• _Instructions to follow_: Lines of the data that contain the word "below" are the ones to copy.

[Stored data entries]
━━━━━━
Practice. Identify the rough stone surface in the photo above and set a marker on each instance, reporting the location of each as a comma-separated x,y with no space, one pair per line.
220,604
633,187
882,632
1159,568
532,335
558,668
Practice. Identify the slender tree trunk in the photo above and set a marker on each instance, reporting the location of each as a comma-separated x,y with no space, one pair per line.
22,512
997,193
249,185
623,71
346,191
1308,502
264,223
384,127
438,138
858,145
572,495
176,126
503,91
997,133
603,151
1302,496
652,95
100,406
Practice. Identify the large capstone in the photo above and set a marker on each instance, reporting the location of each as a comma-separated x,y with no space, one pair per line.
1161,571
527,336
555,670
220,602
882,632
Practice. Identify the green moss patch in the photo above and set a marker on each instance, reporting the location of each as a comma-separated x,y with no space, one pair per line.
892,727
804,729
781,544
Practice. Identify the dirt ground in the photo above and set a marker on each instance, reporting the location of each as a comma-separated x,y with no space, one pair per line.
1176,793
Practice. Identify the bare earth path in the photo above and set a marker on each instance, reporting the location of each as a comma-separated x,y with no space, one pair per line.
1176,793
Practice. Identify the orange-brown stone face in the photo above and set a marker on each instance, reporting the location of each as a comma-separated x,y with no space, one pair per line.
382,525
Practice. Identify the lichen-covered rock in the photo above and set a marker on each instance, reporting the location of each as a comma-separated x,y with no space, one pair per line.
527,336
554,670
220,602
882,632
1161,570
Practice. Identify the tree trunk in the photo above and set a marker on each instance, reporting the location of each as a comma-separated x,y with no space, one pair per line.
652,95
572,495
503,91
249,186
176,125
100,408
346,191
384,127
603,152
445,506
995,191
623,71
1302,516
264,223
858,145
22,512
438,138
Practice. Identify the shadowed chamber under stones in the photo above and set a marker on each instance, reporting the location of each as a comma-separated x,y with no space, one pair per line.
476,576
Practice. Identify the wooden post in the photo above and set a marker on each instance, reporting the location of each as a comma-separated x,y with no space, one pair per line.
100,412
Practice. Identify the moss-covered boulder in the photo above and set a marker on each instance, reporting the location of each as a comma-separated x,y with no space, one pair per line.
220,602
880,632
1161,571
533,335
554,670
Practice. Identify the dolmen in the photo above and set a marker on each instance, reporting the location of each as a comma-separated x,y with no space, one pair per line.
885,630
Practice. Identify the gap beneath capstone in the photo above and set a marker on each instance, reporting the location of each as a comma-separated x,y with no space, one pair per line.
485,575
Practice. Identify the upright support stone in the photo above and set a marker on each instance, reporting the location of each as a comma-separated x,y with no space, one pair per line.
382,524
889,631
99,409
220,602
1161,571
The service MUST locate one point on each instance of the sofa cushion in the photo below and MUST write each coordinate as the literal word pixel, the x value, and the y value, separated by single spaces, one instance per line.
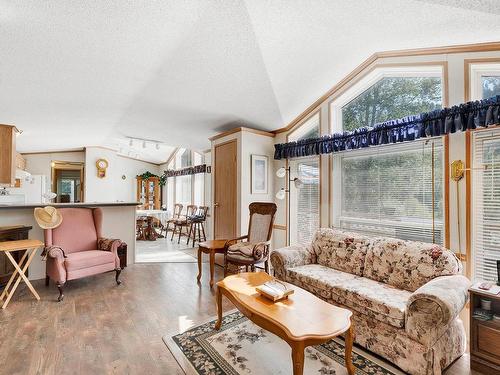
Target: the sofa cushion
pixel 341 250
pixel 372 298
pixel 408 264
pixel 317 279
pixel 87 259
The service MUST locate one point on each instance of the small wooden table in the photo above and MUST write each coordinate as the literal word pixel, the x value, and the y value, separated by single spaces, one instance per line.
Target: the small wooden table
pixel 19 274
pixel 301 320
pixel 211 247
pixel 484 335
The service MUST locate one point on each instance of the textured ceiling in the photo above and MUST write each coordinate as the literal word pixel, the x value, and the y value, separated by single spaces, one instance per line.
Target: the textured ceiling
pixel 85 73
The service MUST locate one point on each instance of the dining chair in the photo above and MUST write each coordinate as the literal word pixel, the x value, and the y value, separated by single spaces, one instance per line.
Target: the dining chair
pixel 184 221
pixel 198 224
pixel 175 215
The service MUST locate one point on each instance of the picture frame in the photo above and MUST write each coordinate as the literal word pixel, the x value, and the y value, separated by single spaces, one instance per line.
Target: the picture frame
pixel 259 174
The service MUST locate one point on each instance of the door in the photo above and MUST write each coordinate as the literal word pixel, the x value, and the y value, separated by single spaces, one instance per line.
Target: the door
pixel 225 198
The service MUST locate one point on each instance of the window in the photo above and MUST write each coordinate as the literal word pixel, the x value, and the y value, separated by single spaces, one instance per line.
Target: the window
pixel 388 93
pixel 388 191
pixel 199 182
pixel 189 189
pixel 392 98
pixel 486 209
pixel 485 80
pixel 394 190
pixel 183 190
pixel 305 201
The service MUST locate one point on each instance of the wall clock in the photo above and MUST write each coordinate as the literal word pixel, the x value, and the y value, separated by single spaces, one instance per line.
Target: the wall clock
pixel 101 165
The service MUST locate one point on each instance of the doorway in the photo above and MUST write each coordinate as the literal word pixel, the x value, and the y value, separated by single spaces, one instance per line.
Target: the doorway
pixel 68 181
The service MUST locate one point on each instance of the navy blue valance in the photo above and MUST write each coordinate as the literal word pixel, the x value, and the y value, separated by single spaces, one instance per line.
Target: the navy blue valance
pixel 202 168
pixel 470 115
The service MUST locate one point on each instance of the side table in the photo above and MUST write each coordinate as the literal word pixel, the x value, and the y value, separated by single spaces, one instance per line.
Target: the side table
pixel 21 267
pixel 211 247
pixel 484 335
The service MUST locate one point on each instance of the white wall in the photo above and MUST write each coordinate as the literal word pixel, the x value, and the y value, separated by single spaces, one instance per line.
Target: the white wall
pixel 254 144
pixel 113 188
pixel 248 143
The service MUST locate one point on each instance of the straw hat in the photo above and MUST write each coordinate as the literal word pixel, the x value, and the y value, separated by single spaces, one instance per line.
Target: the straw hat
pixel 48 217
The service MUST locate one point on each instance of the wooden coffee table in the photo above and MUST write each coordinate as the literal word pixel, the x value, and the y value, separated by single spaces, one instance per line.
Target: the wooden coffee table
pixel 211 247
pixel 301 320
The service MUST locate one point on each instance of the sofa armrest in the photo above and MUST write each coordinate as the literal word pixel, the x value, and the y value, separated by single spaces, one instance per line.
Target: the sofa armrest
pixel 108 244
pixel 291 256
pixel 434 305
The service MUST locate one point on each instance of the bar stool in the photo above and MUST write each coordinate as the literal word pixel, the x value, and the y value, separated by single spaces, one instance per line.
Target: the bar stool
pixel 30 247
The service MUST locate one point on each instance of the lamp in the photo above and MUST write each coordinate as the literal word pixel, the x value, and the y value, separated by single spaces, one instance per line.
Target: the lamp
pixel 281 194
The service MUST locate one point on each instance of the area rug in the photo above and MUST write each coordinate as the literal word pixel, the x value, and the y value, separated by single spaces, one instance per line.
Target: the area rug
pixel 241 347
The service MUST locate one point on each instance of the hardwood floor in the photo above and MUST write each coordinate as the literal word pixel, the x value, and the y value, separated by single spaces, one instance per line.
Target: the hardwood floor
pixel 101 328
pixel 164 250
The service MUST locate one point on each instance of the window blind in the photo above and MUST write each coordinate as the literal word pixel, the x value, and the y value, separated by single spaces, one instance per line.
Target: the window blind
pixel 486 204
pixel 395 191
pixel 199 185
pixel 305 201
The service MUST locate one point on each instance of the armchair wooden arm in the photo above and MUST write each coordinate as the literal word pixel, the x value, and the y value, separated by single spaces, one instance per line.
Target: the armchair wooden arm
pixel 233 241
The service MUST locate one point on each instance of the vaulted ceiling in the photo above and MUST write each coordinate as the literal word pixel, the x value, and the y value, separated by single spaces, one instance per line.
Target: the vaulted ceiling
pixel 86 73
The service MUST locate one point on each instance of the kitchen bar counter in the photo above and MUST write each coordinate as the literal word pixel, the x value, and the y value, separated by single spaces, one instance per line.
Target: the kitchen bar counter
pixel 62 205
pixel 118 222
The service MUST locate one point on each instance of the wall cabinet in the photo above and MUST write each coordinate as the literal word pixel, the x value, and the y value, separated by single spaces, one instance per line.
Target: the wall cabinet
pixel 7 155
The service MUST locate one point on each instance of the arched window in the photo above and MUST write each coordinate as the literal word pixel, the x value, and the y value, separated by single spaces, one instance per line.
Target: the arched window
pixel 393 190
pixel 188 189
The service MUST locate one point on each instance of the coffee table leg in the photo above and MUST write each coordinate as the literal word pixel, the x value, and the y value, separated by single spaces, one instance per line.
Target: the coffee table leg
pixel 348 350
pixel 298 358
pixel 219 309
pixel 200 254
pixel 212 267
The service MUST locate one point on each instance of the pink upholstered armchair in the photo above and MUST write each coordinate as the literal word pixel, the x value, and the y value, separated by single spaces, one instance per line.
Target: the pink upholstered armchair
pixel 77 249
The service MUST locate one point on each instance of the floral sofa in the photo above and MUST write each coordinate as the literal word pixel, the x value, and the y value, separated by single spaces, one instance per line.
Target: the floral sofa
pixel 405 296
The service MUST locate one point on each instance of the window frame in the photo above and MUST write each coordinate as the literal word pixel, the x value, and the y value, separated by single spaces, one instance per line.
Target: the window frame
pixel 377 73
pixel 477 70
pixel 336 174
pixel 291 136
pixel 474 189
pixel 471 69
pixel 359 85
pixel 173 163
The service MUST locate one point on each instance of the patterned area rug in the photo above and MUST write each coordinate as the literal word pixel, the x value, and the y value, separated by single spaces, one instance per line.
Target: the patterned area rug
pixel 241 347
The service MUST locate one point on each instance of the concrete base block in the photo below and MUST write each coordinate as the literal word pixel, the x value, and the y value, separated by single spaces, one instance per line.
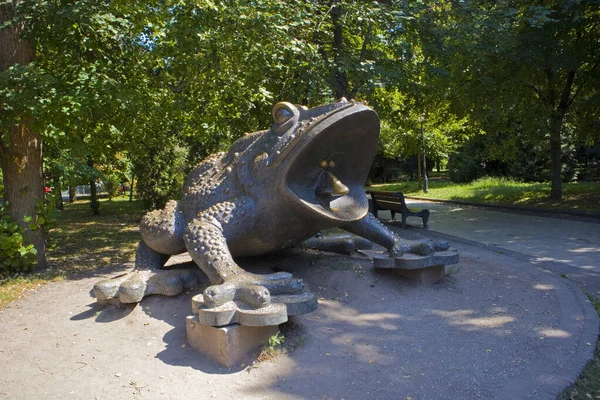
━━━━━━
• _Result_:
The service MUST locate one point on each instance of the sofa cushion in the photo below and MUST write each coordinate as the literal word pixel, the x value, and the y value, separated by single spaces, one instance per line.
The service MUST locate one point on each instance of the concrete base block in the photo below and MUST write each coordinate as the literal word pixel, the x value, and the y value, separated by single spaces, one instance per line.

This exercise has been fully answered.